**ABOUT THIS TASK**
Copy out exactly the line that contains "the white pickup" and all lines following it to the end of the data.

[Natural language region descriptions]
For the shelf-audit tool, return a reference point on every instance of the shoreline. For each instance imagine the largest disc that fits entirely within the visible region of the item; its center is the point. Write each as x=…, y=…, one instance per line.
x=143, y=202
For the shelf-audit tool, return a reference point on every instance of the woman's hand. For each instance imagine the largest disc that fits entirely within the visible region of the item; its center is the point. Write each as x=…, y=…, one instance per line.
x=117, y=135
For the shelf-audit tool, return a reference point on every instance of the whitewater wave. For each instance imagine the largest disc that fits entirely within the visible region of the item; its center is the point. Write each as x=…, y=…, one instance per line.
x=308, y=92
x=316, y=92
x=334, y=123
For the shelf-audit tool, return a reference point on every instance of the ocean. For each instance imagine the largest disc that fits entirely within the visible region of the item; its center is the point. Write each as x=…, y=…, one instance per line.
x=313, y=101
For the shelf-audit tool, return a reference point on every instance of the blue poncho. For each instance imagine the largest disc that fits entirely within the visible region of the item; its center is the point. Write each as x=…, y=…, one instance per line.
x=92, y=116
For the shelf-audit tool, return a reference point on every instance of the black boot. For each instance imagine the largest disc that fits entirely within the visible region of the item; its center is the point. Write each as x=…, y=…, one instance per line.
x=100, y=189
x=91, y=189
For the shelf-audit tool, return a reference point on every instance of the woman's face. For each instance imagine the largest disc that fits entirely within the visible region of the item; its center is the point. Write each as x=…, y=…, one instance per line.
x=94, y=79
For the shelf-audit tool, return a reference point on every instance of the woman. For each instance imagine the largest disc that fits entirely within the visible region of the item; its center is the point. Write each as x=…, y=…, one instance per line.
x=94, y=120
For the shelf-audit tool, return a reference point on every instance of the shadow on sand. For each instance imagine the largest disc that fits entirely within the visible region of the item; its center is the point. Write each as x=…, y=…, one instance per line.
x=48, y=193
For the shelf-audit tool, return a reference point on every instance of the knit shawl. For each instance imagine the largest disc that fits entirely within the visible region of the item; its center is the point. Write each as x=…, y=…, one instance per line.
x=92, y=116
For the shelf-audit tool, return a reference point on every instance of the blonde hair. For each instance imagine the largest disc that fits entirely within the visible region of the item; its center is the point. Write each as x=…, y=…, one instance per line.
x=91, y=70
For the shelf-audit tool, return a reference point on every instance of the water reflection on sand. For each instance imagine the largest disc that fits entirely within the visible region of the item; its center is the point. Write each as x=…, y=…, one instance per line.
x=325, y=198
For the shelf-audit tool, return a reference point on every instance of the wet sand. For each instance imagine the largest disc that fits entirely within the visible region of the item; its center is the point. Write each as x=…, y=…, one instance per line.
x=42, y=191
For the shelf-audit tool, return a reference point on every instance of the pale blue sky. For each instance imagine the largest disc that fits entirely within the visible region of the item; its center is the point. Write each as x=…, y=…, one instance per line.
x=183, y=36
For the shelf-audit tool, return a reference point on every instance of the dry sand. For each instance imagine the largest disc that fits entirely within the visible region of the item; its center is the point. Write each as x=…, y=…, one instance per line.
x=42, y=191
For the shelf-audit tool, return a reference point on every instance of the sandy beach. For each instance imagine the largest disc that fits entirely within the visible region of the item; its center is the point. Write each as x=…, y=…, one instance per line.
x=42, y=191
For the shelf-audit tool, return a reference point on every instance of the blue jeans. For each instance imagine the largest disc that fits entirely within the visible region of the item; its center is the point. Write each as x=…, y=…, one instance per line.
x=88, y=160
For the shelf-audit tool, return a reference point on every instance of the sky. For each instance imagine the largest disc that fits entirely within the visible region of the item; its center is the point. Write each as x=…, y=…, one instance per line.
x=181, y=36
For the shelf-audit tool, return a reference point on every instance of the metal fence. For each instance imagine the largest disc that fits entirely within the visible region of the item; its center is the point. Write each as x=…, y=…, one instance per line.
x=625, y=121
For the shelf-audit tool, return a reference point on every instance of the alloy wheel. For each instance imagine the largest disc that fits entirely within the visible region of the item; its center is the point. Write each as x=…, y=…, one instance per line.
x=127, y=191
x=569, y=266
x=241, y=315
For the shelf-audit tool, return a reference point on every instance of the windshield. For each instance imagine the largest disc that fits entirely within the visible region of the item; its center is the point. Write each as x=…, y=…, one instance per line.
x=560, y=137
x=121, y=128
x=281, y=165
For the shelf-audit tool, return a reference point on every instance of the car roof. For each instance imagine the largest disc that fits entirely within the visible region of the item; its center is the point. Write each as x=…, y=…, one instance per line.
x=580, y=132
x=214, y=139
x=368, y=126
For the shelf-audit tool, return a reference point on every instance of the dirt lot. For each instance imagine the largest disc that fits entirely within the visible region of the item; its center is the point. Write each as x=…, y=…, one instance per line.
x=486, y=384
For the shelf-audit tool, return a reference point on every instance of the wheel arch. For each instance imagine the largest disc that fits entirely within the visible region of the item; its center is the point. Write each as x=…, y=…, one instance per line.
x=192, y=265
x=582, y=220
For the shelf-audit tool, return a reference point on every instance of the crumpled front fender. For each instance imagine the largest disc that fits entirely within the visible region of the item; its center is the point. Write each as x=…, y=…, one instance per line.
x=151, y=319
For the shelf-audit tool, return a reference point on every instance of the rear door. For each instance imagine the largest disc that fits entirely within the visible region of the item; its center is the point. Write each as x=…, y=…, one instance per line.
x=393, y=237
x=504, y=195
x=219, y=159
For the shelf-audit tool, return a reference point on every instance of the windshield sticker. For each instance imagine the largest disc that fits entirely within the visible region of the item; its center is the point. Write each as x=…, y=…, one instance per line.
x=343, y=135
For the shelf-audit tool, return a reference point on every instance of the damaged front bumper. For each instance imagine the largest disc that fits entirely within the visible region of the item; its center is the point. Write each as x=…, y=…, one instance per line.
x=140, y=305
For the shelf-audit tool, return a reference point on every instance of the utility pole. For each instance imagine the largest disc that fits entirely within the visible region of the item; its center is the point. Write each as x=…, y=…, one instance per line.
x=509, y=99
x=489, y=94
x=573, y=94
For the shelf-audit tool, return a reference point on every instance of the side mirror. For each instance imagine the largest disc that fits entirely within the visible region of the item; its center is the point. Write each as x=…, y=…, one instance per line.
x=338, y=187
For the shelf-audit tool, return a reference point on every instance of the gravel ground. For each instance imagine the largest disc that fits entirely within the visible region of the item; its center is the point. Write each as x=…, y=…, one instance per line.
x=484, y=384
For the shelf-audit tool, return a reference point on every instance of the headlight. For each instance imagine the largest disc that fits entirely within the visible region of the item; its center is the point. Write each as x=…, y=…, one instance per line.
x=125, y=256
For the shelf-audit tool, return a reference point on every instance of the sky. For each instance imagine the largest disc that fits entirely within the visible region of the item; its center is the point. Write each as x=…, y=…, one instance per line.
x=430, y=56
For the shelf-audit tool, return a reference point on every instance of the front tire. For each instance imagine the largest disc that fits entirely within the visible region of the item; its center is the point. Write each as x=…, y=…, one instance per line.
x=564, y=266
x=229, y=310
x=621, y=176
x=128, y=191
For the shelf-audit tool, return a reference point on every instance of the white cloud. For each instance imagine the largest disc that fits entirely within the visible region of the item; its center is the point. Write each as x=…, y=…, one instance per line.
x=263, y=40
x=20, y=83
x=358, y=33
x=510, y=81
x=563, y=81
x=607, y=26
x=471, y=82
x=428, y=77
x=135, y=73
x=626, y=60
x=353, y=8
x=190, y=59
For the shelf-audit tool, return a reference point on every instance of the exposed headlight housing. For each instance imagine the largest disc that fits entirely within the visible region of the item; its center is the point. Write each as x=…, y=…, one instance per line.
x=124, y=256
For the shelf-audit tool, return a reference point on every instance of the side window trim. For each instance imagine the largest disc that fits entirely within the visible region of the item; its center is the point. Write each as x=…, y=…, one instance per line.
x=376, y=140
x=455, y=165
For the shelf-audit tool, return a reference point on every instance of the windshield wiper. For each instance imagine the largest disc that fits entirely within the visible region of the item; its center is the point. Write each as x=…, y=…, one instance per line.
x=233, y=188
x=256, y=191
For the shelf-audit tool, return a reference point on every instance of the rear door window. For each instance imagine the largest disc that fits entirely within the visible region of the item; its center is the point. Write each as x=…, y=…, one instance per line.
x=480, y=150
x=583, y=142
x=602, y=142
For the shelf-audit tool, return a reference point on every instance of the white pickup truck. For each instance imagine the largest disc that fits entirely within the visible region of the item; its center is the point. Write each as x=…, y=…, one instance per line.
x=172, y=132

**EXPECTED ANSWER**
For the shelf-audit tool, return a reference point on every instance of the white pickup truck. For each instance imagine the largest disc that fits entirely within the visible region of the item; its center is the point. Write each as x=…, y=…, one instance per line.
x=172, y=132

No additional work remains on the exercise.